Return the data below verbatim, from the line with "locate white bucket" to the line with "left=267, top=225, right=343, bottom=297", including both of those lines, and nothing else.
- - - - - - -
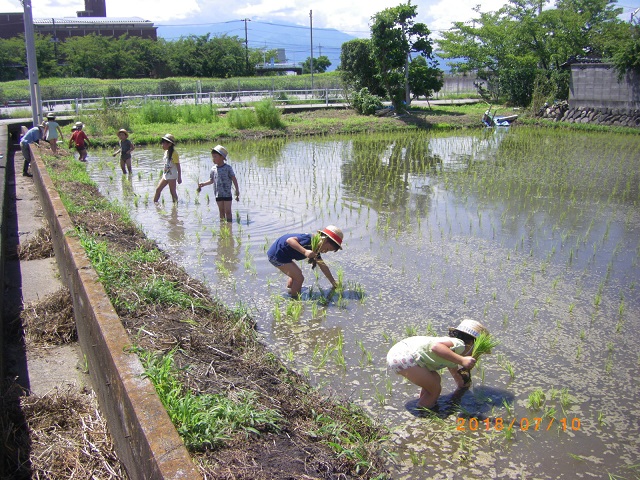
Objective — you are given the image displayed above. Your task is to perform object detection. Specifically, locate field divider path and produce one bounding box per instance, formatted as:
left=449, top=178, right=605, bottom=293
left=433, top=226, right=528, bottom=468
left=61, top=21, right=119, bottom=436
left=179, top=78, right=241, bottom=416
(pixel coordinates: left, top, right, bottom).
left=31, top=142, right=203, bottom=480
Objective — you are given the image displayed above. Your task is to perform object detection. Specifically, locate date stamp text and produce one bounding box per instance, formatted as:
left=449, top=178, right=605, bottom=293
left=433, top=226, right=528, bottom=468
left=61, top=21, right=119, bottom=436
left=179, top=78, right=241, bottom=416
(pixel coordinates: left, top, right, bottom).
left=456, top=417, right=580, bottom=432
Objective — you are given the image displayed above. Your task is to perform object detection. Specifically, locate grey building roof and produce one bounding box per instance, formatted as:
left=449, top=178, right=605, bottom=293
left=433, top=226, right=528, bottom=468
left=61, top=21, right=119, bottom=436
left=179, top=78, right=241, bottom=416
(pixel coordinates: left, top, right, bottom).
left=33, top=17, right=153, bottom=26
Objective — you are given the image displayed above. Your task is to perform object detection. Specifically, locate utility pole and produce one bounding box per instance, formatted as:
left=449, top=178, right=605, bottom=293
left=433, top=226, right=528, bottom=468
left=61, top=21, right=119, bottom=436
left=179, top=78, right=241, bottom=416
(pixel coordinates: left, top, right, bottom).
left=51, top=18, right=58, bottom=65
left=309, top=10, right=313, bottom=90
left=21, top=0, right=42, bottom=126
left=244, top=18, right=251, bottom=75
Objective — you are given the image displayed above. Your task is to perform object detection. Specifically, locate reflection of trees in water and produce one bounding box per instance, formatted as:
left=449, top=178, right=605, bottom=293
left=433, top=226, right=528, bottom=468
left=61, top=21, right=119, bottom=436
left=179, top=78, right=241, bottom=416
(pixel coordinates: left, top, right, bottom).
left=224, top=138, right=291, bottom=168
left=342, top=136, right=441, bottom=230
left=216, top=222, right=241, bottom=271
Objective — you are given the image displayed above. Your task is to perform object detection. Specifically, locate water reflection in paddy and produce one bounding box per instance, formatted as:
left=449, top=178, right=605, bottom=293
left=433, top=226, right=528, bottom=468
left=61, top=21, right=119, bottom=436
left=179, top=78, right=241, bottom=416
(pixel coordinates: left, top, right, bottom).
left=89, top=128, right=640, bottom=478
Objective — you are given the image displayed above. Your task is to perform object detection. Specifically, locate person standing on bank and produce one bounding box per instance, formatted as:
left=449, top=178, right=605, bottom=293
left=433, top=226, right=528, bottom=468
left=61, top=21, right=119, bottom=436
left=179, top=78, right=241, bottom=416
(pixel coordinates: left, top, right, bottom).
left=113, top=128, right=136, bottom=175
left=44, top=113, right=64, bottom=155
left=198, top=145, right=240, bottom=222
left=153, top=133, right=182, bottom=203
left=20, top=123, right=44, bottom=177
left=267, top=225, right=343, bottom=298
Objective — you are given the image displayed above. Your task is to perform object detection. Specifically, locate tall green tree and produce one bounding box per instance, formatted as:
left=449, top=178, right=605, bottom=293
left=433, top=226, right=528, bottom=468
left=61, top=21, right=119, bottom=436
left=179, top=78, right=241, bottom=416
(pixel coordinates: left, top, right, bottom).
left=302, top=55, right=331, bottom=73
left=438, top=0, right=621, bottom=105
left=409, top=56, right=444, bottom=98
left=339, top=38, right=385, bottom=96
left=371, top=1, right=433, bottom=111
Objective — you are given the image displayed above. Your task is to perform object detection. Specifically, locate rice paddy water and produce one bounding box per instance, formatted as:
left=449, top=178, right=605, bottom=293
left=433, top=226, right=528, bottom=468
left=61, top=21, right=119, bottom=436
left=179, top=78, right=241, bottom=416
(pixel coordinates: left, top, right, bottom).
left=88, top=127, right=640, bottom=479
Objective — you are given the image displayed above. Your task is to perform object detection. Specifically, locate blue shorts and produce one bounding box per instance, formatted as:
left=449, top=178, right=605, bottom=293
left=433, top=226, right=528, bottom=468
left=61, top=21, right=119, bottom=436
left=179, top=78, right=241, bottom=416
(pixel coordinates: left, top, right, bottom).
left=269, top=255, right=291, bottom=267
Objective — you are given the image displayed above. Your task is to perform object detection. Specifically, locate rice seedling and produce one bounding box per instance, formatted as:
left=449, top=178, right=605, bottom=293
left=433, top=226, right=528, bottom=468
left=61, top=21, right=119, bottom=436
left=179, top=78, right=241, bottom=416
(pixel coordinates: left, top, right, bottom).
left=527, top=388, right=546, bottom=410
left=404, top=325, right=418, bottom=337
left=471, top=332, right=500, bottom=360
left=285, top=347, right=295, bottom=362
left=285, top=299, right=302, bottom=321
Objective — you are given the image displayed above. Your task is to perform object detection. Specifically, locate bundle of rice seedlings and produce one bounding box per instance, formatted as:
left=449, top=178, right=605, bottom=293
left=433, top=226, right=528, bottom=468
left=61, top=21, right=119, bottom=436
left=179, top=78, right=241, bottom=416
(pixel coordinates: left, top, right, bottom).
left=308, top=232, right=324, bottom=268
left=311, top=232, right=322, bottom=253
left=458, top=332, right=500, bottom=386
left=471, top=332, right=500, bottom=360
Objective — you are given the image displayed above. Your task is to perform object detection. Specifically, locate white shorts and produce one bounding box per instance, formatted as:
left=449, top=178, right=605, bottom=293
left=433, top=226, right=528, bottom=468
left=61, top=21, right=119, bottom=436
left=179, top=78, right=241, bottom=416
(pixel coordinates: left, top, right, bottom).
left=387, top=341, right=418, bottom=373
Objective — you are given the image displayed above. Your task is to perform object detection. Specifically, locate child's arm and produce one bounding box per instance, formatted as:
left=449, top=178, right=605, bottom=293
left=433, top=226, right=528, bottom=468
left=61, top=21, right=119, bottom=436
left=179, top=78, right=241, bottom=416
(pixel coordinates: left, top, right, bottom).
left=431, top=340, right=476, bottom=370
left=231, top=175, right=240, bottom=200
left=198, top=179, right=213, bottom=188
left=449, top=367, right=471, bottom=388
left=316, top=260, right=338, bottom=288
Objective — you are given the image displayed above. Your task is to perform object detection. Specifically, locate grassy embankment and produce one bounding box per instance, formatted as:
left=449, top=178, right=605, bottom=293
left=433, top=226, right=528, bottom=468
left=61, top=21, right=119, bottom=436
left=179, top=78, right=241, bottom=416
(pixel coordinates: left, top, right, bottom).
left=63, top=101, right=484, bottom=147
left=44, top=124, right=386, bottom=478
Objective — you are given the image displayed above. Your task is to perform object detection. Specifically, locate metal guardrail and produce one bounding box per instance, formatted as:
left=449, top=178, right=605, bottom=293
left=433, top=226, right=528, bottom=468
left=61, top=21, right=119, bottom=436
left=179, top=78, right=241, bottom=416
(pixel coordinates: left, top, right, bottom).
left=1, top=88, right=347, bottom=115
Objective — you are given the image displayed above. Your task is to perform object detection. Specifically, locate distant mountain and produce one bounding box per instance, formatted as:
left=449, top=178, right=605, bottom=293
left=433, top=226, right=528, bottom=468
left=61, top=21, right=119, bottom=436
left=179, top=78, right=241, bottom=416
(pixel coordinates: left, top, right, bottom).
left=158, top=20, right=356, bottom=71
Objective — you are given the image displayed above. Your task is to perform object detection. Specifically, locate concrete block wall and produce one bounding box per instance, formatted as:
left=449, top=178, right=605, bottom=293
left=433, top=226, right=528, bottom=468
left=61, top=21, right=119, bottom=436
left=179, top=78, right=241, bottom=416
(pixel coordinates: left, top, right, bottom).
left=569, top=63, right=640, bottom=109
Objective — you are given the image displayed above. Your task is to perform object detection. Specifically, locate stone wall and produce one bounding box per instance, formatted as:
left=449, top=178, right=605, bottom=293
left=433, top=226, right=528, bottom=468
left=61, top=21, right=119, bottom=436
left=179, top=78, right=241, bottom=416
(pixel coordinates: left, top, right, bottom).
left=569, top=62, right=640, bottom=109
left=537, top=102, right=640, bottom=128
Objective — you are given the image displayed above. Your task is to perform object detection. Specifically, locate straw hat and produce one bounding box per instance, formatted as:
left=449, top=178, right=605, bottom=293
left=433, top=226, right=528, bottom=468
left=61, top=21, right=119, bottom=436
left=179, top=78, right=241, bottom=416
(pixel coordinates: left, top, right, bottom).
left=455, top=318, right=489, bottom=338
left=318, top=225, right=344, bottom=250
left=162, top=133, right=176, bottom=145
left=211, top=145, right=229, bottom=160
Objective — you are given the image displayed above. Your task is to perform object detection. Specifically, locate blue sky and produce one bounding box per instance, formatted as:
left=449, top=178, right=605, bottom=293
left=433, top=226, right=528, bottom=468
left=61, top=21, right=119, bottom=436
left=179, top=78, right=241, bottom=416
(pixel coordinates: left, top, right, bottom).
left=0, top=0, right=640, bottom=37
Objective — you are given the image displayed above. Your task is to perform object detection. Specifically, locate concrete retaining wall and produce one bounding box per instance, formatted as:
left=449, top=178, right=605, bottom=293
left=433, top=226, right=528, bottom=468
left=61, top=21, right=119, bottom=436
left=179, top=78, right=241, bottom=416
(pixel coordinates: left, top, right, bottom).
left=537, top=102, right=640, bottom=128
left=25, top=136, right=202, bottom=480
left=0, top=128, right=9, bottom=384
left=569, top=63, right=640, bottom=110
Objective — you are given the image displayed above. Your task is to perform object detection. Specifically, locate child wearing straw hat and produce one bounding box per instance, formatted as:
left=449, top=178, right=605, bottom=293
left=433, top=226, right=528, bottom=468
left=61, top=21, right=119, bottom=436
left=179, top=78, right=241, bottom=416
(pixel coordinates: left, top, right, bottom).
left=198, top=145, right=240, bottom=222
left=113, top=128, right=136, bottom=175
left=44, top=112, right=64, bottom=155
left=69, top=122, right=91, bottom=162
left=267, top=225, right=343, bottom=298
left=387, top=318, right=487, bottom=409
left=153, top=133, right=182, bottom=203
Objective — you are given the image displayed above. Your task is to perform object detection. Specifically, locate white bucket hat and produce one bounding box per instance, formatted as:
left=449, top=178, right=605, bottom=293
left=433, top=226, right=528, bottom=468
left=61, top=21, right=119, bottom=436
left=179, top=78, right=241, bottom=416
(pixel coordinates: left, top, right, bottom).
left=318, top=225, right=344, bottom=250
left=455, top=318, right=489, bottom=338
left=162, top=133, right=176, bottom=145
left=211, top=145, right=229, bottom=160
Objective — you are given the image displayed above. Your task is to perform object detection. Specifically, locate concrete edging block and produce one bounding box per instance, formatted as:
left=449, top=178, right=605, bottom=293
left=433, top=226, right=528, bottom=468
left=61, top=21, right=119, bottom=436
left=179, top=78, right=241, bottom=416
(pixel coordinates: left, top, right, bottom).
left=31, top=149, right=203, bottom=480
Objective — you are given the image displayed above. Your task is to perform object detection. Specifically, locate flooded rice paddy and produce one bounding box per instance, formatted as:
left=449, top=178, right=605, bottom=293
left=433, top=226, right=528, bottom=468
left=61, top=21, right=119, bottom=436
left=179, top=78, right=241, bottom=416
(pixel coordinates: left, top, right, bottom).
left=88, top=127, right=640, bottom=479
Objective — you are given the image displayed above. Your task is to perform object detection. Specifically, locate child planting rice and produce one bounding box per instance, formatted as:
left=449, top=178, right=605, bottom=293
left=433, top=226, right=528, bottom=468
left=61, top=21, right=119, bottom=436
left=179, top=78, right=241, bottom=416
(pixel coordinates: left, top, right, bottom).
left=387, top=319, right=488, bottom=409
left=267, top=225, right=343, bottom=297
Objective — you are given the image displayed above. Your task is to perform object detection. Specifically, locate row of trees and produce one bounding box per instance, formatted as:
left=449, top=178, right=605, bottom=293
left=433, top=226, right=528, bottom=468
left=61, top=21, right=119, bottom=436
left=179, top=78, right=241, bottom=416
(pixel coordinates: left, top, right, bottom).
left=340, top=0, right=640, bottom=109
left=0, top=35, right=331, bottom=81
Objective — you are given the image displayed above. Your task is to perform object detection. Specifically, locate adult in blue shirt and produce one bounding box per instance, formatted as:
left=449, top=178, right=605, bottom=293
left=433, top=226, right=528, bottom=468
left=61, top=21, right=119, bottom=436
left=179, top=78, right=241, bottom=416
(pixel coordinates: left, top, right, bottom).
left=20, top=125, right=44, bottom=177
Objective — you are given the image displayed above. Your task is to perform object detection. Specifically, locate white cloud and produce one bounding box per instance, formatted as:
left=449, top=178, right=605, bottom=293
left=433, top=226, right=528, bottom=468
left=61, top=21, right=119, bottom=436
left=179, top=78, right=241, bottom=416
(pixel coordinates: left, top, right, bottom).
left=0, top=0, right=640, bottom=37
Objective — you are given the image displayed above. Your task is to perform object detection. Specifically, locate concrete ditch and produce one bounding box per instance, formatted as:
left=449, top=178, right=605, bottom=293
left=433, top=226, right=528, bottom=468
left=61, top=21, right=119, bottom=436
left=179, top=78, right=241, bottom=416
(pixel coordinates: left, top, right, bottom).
- - - - - - -
_Solution to the problem_:
Objective — you are given the image displayed above. Your task is to perform object detection. Specifically, locate white bucket hat and produce one bounding box per instance, formatted as:
left=449, top=178, right=605, bottom=293
left=433, top=226, right=528, bottom=468
left=61, top=21, right=119, bottom=436
left=179, top=78, right=241, bottom=416
(pixel coordinates: left, top, right, bottom).
left=318, top=225, right=344, bottom=250
left=455, top=318, right=489, bottom=338
left=162, top=133, right=176, bottom=145
left=211, top=145, right=229, bottom=160
Objective — you are given the image displayed above. Your task is to perform object detection. Specifically, locate concrete edging block and produce one bounding box per instance, formatted as:
left=449, top=178, right=605, bottom=293
left=433, top=226, right=528, bottom=468
left=61, top=21, right=119, bottom=436
left=179, top=78, right=241, bottom=416
(pixel coordinates: left, top, right, bottom).
left=31, top=149, right=203, bottom=480
Objective — you are given the image displayed above. Your task is to perform object detection. Specifically, locate flooded rice paddy and produce one bounding box per instance, formatted as:
left=449, top=178, right=605, bottom=293
left=433, top=226, right=528, bottom=468
left=61, top=21, right=119, bottom=436
left=179, top=78, right=241, bottom=416
(pixel coordinates: left, top, right, bottom).
left=88, top=127, right=640, bottom=479
Objective — you are given the image displayed above. Your task is to perform object detection. Specifically, locate child planting rice and produce one bounding box per instance, formatted as:
left=449, top=178, right=605, bottom=293
left=433, top=226, right=528, bottom=468
left=61, top=21, right=119, bottom=436
left=179, top=78, right=241, bottom=416
(pixel coordinates: left, top, right, bottom).
left=387, top=319, right=488, bottom=409
left=267, top=225, right=343, bottom=297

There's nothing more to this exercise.